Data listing
>> START

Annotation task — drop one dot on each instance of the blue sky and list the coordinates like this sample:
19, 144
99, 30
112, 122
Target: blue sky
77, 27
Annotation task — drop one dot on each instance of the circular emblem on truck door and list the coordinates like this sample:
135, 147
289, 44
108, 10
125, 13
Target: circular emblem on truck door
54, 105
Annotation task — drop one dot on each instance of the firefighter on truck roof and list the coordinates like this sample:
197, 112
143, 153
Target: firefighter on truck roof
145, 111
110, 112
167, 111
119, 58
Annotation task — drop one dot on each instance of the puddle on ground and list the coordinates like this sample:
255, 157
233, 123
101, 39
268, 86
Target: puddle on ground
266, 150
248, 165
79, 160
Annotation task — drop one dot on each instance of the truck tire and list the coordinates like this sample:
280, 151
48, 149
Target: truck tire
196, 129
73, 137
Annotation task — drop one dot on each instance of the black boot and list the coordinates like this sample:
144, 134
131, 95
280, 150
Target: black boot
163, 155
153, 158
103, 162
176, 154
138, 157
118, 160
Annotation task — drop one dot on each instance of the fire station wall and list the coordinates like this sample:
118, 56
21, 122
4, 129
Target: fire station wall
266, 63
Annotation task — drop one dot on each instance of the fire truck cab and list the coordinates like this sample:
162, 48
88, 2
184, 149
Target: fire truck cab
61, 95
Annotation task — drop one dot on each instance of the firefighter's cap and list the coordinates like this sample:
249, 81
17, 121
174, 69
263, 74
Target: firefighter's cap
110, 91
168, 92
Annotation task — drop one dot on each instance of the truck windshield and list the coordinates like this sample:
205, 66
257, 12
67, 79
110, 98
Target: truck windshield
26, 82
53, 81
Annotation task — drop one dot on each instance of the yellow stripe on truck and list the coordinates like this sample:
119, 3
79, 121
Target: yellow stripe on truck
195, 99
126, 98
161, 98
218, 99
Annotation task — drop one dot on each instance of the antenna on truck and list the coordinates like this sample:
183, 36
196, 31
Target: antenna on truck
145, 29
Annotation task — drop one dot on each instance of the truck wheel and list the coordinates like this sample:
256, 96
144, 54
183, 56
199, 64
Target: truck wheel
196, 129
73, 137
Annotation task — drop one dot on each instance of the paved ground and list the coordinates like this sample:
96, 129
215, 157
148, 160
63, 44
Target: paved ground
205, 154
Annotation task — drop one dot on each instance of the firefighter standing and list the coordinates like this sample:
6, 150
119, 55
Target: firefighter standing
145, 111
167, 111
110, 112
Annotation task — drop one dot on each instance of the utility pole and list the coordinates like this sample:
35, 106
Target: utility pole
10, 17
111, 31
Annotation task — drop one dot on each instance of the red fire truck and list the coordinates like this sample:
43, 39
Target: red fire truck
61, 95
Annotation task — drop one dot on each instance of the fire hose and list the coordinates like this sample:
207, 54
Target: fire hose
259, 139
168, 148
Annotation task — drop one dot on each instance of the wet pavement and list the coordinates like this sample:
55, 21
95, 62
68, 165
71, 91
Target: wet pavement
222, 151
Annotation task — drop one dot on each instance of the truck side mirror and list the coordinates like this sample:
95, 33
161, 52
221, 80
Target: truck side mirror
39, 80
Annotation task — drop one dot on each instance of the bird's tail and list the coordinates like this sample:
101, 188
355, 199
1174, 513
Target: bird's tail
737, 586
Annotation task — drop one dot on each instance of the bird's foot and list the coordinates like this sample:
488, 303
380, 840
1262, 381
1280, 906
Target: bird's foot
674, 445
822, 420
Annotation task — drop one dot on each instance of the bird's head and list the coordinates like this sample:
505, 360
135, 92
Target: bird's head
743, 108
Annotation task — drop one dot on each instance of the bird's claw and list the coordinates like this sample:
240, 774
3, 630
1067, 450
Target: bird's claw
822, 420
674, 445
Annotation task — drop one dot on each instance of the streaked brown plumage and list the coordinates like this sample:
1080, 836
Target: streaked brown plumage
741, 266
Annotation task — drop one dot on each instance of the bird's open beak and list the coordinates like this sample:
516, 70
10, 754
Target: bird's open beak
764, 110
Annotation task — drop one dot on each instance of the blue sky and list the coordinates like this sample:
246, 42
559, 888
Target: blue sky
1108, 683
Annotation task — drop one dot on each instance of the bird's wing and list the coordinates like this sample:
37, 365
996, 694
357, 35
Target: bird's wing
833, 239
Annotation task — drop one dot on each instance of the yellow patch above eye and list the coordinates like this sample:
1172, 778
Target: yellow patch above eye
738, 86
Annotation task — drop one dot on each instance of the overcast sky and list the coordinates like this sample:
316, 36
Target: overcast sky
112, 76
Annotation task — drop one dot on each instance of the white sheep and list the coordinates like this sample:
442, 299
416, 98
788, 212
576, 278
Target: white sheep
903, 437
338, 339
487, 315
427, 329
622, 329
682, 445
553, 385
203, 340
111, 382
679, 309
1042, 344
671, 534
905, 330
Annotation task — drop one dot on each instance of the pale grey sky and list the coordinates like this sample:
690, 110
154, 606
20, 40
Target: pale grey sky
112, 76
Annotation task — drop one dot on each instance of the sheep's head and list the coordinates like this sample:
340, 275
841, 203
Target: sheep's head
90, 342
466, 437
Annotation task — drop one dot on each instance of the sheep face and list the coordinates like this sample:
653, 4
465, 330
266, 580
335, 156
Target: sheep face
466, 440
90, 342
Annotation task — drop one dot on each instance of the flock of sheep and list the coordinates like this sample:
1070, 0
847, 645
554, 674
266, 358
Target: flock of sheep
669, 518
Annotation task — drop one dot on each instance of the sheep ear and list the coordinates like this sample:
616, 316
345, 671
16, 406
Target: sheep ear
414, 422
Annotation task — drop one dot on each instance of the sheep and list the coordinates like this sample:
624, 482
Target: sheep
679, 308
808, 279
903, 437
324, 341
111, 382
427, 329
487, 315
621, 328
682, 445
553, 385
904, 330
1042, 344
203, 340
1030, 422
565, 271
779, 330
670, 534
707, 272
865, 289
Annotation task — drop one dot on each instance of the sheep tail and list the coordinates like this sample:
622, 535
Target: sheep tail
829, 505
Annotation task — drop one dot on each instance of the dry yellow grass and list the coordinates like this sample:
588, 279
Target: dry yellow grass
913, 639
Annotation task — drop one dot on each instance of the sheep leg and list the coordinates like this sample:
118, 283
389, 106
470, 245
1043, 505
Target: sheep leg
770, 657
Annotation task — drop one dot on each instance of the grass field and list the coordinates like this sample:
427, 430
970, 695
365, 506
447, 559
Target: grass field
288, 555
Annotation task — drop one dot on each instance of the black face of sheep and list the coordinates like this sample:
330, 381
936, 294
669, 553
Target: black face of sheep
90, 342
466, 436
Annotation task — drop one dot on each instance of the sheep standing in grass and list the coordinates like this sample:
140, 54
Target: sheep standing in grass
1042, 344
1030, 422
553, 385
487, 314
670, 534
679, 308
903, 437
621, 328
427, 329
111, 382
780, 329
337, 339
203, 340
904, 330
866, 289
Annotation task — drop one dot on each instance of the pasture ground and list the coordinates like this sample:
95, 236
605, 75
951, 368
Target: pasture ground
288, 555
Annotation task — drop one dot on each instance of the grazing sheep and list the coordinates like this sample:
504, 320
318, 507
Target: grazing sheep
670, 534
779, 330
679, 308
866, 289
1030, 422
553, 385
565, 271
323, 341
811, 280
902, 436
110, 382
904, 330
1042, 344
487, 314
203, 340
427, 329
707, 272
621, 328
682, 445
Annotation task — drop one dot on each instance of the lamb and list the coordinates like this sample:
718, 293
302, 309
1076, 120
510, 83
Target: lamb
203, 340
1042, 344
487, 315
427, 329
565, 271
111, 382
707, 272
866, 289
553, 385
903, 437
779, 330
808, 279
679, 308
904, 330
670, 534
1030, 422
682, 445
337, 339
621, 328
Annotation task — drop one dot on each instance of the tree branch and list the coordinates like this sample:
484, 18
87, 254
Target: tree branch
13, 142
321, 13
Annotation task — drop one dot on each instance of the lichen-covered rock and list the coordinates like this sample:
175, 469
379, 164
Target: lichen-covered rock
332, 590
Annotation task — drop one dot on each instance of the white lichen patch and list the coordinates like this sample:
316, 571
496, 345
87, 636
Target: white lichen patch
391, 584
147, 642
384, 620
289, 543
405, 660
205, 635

>> END

From the line that contains "the sheep standing" down to the last line of the listing above, repeat each line exactly, and include nothing else.

- Finished answer
Annotation task — drop one dot on each instance of the sheep standing in grass and list the coordinates like this sample:
140, 54
Target: sheep standing in grass
1042, 344
1030, 422
553, 385
487, 314
670, 534
679, 308
903, 437
621, 328
427, 329
111, 382
780, 329
337, 339
203, 340
904, 330
866, 289
Annotation task — drop one dot on each instance of the pasture ground and list the coordinates like this sample:
95, 236
605, 75
951, 368
Target: pasture ground
288, 555
Annotation task — drop one dot on each instance of the grazing sheep and list the coordinates like this sample:
504, 320
318, 507
Target: grazing sheep
670, 534
779, 330
679, 308
866, 289
1030, 422
553, 385
565, 271
323, 341
811, 280
902, 436
110, 382
904, 330
1042, 344
487, 314
203, 340
427, 329
707, 272
621, 328
682, 445
Annotation task — drop one dot on each instance of the lamb and list the coordinates like this sample:
718, 293
302, 309
1076, 120
510, 83
Target: lamb
203, 340
1042, 344
487, 315
427, 329
565, 271
111, 382
707, 272
866, 289
553, 385
903, 437
779, 330
808, 279
679, 308
904, 330
670, 534
1030, 422
682, 445
337, 339
621, 328
Annotation task — drop one dot on each instance of the tree branch and list the coordinates like this sample:
484, 18
87, 254
Target: tree branch
13, 142
321, 13
Annotation task — drop one dot on each instance of the lichen-covered rock and list the coordinates like this sample:
175, 469
379, 164
Target: lichen-covered rock
332, 590
Annotation task — drop one dot on each instance of the white lichen patch and list the coordinates like this sample:
316, 571
496, 345
87, 636
Target: white lichen patch
391, 584
147, 642
384, 620
289, 543
405, 660
205, 635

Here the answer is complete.